A Surrey woman who works with victims of sexual assaults is outraged after finding a drink named after a notorious B.C. serial killer on a restaurant menu.
Robert "Willie" Pickton is serving a life sentence at Kent Institution in the Fraser Valley, after being convicted of killing six women. The remains or DNA of 33 women were found on his Port Coquitlam farm.
He also confessed to an undercover police officer that he had murdered 49 women -- many of them sex workers from Vancouver's Downtown Eastside.
That's why finding a boozy shooter named after him at Surrey Wings has left such a bad taste in Rebecca Brass's mouth.
"My initial response was complete shock that I'm sitting in a restaurant that prides themselves as a family restaurant, meanwhile they're profiting off of families' tragedies and trauma," said Brass.
She discovered the "Willie Pickton" – a drink made of blue curacao, blackberry, melon, orange juice and cranberry -- on the menu at Wings while eating lunch one day. Brass immediately sent an email to the restaurant's head office explaining why she found it offensive.
"Businesses, just like us, need to be held accountable for perpetuating violence against women," she said.
Nobody from the restaurant, which has 11 B.C. locations, would talk in person about the drink, but in a statement the company blamed it on a manager who used to work at the Surrey location.

▸ **Study questions**
a) Copy the passage of the news story about the Pickton drink that opens with the words containing "That's why finding" and closes with "found it offensive.".
b) Carry on the news story about the restaurant drink named after Robert Pickton, starting after its last sentence.

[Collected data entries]
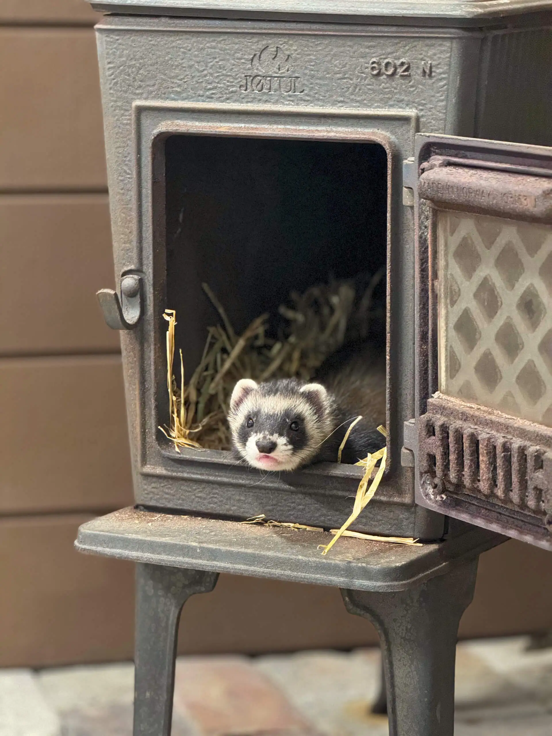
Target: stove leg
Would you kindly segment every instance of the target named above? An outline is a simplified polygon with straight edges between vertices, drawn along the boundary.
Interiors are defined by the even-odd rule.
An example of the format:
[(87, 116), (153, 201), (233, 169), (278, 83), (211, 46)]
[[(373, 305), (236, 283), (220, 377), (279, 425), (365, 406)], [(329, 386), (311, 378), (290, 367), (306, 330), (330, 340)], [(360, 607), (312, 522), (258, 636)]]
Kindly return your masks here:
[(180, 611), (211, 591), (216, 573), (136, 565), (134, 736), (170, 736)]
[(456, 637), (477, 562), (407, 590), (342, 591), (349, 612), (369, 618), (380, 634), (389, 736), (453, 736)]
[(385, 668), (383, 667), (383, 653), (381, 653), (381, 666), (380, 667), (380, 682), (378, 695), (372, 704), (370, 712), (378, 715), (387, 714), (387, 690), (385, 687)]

--

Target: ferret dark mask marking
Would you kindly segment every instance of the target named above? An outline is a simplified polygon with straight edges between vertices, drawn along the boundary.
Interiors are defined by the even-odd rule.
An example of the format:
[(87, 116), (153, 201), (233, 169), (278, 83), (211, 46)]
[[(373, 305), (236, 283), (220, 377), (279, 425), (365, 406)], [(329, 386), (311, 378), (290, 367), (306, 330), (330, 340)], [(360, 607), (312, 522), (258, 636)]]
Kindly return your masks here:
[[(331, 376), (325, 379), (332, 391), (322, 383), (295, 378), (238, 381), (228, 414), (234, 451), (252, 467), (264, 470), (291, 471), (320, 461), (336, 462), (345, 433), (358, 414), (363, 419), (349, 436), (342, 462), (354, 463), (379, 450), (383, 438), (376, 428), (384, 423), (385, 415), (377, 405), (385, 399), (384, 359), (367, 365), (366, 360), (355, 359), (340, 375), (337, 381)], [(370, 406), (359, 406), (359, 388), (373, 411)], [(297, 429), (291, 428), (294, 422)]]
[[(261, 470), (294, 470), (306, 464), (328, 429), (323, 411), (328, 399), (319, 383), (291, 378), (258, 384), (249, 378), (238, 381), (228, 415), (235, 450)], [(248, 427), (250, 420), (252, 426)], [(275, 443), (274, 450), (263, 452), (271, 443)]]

...

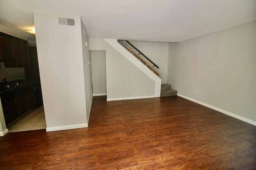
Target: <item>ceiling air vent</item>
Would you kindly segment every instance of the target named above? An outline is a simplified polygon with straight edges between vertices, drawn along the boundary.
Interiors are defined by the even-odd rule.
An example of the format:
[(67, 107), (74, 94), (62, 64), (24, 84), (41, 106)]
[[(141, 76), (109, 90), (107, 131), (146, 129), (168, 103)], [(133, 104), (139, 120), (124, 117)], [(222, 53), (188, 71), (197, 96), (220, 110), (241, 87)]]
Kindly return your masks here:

▸ **Task results**
a)
That's why finding a boozy shooter named after him at Surrey Wings has left such a bad taste in Rebecca Brass's mouth.
"My initial response was complete shock that I'm sitting in a restaurant that prides themselves as a family restaurant, meanwhile they're profiting off of families' tragedies and trauma," said Brass.
She discovered the "Willie Pickton" – a drink made of blue curacao, blackberry, melon, orange juice and cranberry -- on the menu at Wings while eating lunch one day. Brass immediately sent an email to the restaurant's head office explaining why she found it offensive.

b)
"We have sent an internal memo out to notify the restaurants that all drink menus and lists need to be approved by the Head Office first and always as per our procedures and guidelines," reads part of the statement.
Working as a sexual assault counsellor with Women Against Violence Against Women, Brass personally knows people with family members murdered by Pickton.
"It's shocking, but at the same time it's not, because the desensitization of violence against women is real," she said. "It's like society thinks it's OK."
The drink no longer appears on the menu at the Wings in Surrey but Brass says she still won't go back.
Though he's been locked up as part of a life sentence handed down in 2007, Pickton also made headlines earlier this year when he managed to smuggle a book he wrote behind bars outside of a maximum security prison.
Pickton's communications are closely monitored, but he passed the manuscript to a former cellmate, who sent it to a friend on the outside.